## AIM OF THE TASK
State how many lines of the records below contain the string "model", matching case exactly. Give only the number.

## INPUT MATERIAL
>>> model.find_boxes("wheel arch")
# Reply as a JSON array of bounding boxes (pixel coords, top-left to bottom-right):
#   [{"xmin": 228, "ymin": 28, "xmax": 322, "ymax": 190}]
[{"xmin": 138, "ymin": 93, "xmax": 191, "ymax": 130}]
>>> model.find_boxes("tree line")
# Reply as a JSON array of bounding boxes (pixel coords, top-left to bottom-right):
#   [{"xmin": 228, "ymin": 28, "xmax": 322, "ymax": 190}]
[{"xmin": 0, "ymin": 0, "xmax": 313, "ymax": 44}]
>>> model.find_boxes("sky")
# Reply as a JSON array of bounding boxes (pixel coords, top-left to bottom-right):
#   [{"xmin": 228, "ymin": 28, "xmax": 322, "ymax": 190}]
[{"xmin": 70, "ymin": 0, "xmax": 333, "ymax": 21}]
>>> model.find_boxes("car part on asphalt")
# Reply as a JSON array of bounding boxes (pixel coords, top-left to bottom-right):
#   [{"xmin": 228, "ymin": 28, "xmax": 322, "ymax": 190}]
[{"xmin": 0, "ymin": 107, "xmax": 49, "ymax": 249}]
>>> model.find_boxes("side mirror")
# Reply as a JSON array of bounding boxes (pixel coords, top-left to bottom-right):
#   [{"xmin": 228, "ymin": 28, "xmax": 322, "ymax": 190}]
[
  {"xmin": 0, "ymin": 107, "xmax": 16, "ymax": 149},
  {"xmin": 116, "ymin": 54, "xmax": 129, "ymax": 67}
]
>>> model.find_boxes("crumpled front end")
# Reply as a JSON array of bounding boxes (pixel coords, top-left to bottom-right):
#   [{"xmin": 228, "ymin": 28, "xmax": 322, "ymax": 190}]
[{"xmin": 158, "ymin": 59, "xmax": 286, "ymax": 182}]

## WRITTEN ANSWER
6